--- Document section ---

8. The method of claim 1, wherein the approximate string matching method is a GREP method.

9. The method of claim 8, wherein the approximate string matching method is an AGREP method.

10. The method of any of claims 1, 7, 8 or 9, wherein the approximate string matching method tolerates a maximal number of errors.

11. The method of claim 10, wherein the method tolerates gaps for intronic sequence of a size equal to at least the average length of intronic sequences in the genomic database.

12. The method of claim 10, wherein the error ratio, &agr;, is less than 3.0.

13. The method of claim 10, wherein the error ratio, &agr;, is less than 1.0.

14. The method of claim 1, wherein multiple sequence tags are combined into a single array which is used as the input for the approximate string matching method.

15. A method for identifying a coding sequence in an unannotated genomic database, comprising:

(i) receiving an input polypeptide sequence; and

(ii) identifying, by an approximate string matching method using said input polypeptide sequence, coding sequences from a genomic database which has been dynamically translated in at least 3 reading frames.

--- Given records ---

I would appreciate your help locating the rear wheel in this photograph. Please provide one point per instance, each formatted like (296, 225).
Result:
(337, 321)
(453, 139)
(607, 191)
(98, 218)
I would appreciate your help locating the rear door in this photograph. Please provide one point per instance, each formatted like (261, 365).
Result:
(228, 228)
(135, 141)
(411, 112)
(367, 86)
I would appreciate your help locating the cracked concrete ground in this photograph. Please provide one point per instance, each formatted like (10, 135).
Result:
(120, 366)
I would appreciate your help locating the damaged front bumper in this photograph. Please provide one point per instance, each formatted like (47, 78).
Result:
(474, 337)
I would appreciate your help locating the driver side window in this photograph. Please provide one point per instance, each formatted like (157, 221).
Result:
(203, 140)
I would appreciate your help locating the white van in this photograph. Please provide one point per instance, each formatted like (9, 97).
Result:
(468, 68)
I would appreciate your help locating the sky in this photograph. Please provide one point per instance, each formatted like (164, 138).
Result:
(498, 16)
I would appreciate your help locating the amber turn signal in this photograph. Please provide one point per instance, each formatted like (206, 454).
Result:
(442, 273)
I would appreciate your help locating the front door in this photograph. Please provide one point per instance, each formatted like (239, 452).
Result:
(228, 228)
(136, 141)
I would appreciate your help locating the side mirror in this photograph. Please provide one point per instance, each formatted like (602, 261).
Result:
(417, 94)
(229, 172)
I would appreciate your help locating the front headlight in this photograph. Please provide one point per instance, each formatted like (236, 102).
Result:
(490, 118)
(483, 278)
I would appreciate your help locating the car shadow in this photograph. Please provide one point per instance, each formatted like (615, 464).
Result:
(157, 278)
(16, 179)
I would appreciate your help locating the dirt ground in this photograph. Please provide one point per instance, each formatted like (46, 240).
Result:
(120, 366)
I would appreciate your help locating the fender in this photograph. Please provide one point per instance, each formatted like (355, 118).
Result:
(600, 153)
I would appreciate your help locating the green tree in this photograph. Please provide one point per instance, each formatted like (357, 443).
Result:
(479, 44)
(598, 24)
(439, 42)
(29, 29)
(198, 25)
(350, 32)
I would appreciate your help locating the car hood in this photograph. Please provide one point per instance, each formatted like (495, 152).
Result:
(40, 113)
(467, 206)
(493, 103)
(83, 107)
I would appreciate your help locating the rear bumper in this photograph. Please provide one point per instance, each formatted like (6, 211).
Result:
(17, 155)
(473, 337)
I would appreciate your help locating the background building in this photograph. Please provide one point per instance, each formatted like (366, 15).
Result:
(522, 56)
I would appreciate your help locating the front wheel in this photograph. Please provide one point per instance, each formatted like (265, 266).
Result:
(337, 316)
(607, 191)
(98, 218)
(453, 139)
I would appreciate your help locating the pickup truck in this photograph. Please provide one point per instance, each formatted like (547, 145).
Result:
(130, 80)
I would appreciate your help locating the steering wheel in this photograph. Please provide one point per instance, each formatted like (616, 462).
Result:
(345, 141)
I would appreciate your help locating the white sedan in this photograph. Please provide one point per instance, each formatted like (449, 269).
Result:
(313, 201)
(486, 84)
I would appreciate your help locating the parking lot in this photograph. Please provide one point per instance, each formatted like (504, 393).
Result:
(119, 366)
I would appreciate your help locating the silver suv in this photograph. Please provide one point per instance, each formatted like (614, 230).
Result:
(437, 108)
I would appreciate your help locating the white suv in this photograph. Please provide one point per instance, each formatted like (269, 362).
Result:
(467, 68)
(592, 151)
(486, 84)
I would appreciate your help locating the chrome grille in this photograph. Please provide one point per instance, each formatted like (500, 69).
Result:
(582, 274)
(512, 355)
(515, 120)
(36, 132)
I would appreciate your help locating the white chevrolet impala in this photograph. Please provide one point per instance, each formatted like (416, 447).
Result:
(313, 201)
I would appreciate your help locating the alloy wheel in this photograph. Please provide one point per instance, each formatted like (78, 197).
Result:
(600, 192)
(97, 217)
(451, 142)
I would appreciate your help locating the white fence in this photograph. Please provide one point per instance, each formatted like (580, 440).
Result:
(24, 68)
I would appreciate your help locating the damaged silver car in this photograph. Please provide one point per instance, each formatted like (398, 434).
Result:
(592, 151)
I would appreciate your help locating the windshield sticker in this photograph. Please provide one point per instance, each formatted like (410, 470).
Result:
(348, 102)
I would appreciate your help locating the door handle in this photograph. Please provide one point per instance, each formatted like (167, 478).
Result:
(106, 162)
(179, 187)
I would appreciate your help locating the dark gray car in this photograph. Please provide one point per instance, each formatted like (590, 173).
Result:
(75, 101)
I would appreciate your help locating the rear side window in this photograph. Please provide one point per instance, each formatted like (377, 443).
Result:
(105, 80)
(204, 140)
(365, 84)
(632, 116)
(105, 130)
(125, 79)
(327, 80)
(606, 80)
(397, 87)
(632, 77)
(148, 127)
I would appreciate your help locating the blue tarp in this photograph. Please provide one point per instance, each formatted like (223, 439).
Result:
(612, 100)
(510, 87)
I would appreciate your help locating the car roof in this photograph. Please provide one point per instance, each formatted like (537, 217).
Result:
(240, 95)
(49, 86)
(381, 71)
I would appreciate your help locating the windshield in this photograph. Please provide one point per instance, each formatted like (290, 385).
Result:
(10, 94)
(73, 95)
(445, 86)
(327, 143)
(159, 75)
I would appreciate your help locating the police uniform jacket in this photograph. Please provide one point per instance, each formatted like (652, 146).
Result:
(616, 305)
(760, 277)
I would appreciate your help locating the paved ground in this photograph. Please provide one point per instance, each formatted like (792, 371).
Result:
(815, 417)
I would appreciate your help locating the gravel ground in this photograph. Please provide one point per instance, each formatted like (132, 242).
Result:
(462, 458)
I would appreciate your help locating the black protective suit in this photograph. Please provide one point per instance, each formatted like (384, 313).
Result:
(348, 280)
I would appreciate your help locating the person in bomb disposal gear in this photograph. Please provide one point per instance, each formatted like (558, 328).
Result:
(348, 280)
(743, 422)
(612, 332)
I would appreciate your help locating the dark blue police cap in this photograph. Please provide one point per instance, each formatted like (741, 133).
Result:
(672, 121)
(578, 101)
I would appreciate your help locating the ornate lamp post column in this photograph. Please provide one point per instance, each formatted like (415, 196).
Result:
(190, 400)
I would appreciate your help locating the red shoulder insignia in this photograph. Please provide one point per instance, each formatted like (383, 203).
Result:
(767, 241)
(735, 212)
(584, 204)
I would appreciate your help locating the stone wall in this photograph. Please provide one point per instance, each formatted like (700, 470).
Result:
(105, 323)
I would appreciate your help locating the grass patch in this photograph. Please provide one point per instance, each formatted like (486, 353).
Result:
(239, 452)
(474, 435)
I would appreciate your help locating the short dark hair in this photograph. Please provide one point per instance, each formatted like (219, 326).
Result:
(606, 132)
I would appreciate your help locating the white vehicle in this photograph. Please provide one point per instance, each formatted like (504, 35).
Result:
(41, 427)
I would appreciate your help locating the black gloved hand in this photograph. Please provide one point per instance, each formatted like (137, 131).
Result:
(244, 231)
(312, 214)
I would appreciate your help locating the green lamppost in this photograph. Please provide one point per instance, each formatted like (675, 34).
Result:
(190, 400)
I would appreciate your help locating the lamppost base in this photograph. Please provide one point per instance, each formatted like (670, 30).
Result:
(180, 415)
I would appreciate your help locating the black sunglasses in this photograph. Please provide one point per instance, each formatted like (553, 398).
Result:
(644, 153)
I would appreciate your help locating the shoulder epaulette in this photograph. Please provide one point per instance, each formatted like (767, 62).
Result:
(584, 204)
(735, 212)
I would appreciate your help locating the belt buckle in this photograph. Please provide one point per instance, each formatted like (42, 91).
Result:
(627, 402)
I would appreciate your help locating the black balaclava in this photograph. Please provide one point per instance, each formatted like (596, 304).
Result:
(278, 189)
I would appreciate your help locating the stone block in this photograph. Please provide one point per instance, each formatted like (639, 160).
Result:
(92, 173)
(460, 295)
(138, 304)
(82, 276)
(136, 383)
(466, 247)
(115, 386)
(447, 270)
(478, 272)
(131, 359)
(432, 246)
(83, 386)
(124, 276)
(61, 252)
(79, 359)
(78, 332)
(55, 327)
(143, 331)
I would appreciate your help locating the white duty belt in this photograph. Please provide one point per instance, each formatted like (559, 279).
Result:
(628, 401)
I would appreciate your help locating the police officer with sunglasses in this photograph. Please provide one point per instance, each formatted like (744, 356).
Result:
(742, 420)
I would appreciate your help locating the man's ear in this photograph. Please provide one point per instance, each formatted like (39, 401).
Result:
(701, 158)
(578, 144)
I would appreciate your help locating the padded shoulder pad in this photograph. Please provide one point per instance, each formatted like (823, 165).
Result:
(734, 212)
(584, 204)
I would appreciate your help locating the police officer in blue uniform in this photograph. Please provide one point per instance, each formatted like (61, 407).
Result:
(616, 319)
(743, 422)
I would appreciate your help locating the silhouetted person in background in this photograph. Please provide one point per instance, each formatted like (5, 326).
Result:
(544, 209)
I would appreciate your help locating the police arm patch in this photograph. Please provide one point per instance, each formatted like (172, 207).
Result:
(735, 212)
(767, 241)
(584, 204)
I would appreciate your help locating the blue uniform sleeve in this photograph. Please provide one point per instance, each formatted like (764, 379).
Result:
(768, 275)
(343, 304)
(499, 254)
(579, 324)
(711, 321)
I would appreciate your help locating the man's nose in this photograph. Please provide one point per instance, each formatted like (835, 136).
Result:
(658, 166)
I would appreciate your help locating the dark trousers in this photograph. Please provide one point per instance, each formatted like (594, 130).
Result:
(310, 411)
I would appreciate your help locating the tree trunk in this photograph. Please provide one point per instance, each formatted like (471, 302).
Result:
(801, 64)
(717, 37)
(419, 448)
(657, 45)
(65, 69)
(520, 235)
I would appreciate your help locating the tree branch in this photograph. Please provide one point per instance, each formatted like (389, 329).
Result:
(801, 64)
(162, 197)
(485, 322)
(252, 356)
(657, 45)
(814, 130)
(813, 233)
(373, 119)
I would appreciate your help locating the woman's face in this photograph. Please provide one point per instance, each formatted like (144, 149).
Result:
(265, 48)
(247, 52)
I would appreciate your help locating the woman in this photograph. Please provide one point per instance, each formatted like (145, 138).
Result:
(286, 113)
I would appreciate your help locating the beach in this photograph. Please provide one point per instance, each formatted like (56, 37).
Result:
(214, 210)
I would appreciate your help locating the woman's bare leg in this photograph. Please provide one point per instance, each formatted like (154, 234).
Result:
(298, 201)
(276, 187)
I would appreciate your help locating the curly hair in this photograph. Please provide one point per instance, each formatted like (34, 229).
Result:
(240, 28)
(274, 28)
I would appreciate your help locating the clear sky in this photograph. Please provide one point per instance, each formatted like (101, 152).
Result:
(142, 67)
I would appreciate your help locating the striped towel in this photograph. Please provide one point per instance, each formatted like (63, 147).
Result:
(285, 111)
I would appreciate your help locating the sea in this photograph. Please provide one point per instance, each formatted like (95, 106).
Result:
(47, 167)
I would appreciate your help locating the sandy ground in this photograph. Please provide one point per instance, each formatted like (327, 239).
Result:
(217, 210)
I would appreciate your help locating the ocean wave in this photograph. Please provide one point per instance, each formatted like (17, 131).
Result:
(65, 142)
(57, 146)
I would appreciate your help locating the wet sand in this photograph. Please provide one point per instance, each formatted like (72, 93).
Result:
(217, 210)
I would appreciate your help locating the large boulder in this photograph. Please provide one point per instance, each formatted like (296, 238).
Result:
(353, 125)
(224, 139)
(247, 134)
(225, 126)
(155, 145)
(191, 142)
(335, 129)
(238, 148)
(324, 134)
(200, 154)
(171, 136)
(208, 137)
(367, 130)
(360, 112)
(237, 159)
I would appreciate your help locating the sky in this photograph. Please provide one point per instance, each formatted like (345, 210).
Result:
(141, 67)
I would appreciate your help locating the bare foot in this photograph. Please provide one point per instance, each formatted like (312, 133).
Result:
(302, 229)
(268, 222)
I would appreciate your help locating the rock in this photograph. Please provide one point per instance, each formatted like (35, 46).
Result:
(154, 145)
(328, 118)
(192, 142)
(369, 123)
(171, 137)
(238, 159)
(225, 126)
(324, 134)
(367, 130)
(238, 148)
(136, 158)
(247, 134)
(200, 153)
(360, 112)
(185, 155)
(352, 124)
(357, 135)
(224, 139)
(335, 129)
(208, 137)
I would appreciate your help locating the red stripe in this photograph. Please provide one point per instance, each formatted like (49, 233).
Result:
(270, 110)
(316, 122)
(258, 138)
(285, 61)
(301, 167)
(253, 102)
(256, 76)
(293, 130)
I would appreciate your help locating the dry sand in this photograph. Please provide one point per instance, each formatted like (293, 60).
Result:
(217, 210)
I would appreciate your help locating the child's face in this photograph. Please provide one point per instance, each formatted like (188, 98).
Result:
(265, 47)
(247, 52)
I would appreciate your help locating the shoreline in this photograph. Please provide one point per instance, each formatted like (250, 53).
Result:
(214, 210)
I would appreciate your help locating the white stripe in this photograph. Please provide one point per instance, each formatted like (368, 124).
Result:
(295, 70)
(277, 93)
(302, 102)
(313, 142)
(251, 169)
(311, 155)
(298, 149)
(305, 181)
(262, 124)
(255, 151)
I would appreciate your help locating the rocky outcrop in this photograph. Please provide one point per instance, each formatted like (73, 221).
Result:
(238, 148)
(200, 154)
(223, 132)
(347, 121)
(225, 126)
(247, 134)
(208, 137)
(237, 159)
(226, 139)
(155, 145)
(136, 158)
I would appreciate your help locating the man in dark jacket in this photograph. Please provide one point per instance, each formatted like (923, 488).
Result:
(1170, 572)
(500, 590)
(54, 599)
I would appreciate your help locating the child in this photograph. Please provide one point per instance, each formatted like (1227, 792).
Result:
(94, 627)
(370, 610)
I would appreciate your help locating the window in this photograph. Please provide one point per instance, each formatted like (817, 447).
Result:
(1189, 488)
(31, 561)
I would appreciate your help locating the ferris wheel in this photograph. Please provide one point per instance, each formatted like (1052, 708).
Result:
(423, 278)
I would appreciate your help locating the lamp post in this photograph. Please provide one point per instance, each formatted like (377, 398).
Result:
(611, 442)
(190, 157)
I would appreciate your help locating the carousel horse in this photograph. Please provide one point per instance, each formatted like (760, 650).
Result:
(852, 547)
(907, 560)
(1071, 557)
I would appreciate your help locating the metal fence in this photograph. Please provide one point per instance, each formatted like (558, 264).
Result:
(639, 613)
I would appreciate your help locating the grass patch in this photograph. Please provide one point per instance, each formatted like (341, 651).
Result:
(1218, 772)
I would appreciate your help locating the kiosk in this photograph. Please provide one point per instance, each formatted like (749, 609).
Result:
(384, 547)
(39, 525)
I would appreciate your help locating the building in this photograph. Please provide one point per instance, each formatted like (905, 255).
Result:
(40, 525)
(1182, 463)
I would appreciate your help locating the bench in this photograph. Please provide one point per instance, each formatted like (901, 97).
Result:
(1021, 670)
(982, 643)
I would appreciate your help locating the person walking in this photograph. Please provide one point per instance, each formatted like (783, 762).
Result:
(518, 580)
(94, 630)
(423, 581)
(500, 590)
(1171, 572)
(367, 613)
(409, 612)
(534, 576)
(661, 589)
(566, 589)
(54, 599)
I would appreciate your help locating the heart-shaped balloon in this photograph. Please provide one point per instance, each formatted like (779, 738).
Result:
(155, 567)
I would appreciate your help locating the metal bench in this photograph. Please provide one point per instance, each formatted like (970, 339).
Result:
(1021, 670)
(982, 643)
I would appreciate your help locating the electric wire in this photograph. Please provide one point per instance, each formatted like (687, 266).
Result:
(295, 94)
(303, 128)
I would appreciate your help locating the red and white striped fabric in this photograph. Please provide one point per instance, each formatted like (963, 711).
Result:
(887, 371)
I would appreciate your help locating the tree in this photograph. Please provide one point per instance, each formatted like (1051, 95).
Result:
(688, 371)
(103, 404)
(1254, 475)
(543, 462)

---

◆ Tasks to complete ◆
[a] In the patent claims about approximate string matching, claim 14 says multiple sequence tags are combined into a single array. What is that array used for?
[b] Repeat part of the patent claims on approximate string matching. Begin at the words "9. The method" and stop after "less than 3.0.".
[c] Pick up the patent claims on approximate string matching after the last claim shown and write what comes next.

◆ Responses by task ◆
[a] The single array made from the combined sequence tags is used as the input for the approximate string matching method.

[b]
9. The method of claim 8, wherein the approximate string matching method is an AGREP method.

10. The method of any of claims 1, 7, 8 or 9, wherein the approximate string matching method tolerates a maximal number of errors.

11. The method of claim 10, wherein the method tolerates gaps for intronic sequence of a size equal to at least the average length of intronic sequences in the genomic database.

12. The method of claim 10, wherein the error ratio, &agr;, is less than 3.0.

[c]
16. A computer system for identifying coding sequences in genomic databases, comprising:

(i) a sub-system for calculating and/or storing potential coding sequences for a polypeptide;

(ii) one or more databases of genomic sequence; and

(iii) an ID program for performing approximate string matching between nucleic acid sequences in a manner which accounts for differences between the two sequences due to an intronic sequence;

wherein, the system generates a set of sequence tags corresponding to possible coding sequences for an input polypeptide sequence, and identifies, from the database, any genomic sequences which are similar to one or more of the sequence tags, and indicates exon/intron boundaries, if any, in the genomic sequence(s).

17. The computer system of claim 16, further including a sample/identification proteomics database for logging and correlating information.

18. The computer system of claim 17, wherein said information is one or more of: sample identity, gel photos, mass spectra (and features therein), and search results.

19. The computer system of claim 16, further including a sub-system to automate the transfer and utilization of mass spectrometric data of a target polypeptide.

20. A mass spectrometry system including the computer system of any of claims 16-19, and a mass spectrometer for sequencing polypeptides.

21. The mass spectrometry system of claim 20, wherein the spectrometer includes an ion source selected from: electrospray or MALDI.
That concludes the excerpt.